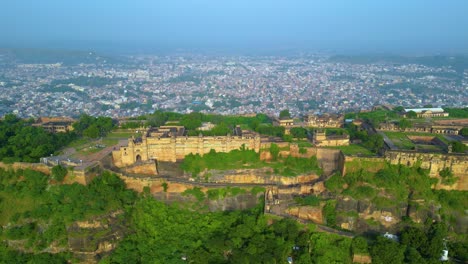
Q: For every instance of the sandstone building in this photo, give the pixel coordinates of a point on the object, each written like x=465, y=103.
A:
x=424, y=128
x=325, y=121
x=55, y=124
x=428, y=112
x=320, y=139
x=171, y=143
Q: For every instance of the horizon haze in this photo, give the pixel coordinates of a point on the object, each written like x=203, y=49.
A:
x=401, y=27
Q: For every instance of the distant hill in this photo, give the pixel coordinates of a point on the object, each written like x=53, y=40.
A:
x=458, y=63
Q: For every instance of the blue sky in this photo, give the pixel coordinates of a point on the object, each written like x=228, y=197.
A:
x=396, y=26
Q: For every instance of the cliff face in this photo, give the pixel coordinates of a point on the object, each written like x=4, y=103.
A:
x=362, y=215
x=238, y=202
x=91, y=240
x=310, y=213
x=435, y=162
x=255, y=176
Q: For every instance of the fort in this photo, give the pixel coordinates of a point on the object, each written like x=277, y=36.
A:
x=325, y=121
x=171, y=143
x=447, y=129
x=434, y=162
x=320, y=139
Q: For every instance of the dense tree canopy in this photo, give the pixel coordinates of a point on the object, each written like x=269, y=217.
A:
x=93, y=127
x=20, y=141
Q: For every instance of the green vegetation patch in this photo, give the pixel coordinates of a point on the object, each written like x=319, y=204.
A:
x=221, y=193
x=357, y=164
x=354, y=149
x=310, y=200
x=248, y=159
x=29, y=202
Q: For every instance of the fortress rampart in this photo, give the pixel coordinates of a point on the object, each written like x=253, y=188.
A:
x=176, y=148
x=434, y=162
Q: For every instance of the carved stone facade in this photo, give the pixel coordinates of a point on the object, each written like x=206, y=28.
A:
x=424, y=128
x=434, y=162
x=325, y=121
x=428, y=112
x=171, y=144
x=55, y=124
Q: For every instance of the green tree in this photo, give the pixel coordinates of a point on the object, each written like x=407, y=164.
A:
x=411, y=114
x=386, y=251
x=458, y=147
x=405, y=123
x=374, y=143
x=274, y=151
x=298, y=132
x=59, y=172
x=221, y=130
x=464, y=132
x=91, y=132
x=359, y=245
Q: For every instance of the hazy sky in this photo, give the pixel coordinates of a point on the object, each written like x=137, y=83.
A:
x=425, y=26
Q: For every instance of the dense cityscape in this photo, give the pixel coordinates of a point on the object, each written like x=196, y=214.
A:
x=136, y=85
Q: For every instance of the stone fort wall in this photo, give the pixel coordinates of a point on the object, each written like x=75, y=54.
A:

────────

> **WHAT IS EXPECTED**
An exact copy of the records above is wanted, with the pictures omitted.

> **ANSWER TO THIS TASK**
Q: For every instance of the sandstone building in this photo, give the pixel coordinates of a point on the object, each written like x=465, y=103.
A:
x=424, y=128
x=325, y=121
x=55, y=124
x=428, y=112
x=320, y=139
x=171, y=143
Q: For every instance of the horizon haze in this photo, give the pixel coordinates of a point on the object, each written like x=203, y=49.
A:
x=401, y=27
Q: For every instance of the distant hill in this photo, give the pixel coordinates of a point on the object, each written like x=53, y=40.
A:
x=458, y=63
Q: For every instance of the blue sky in this photo, give the pixel coordinates of a point on the object, each written like x=228, y=197.
A:
x=396, y=26
Q: For every instance of the cliff face in this photo, give the pixel coordinates of a point on the object, each written like x=4, y=103.
A:
x=362, y=215
x=238, y=202
x=91, y=240
x=310, y=213
x=435, y=162
x=255, y=176
Q: For every instance of the fort in this photo, give the pixel coordinates of a point on the object, each written like x=277, y=36.
A:
x=325, y=121
x=171, y=143
x=447, y=129
x=434, y=162
x=320, y=139
Q: For every instance of the dense tree canopy in this photo, give the pixel coordinates of a point on the object, each written like x=269, y=217.
A:
x=93, y=127
x=20, y=141
Q: For every instance of the green vegetation patch in this photo, give the pixel coordinates of a point on the object, each written like x=319, y=204.
A:
x=221, y=193
x=357, y=164
x=354, y=149
x=310, y=200
x=248, y=159
x=29, y=202
Q: For every instance of the fortress rampart in this photo, give the pixel coordinates of a point on the object, each written like x=253, y=188.
A:
x=176, y=148
x=434, y=162
Q: For every instance of the carved stone facade in this photo, give the pixel coordinates of a point on the object, each written like x=206, y=28.
A:
x=424, y=128
x=434, y=162
x=325, y=121
x=428, y=112
x=171, y=144
x=55, y=124
Q: For every instance of the green tree in this photo, give the pixel coordinates of a point on the object, each written like x=407, y=164.
A:
x=411, y=114
x=386, y=251
x=458, y=147
x=405, y=123
x=374, y=143
x=274, y=151
x=298, y=132
x=59, y=172
x=221, y=130
x=464, y=132
x=91, y=132
x=359, y=245
Q: For every instance of the hazy sky in this photo, give the pixel coordinates of a point on the object, each written like x=137, y=83.
A:
x=425, y=26
Q: For every instance of the dense cityscape in this photo, give the pixel coordinates of a point on the object, each written like x=196, y=214.
A:
x=136, y=85
Q: For every instance of the stone fort wall in this photo, give the pixel coordinates of a point on the object, each written like x=75, y=54.
A:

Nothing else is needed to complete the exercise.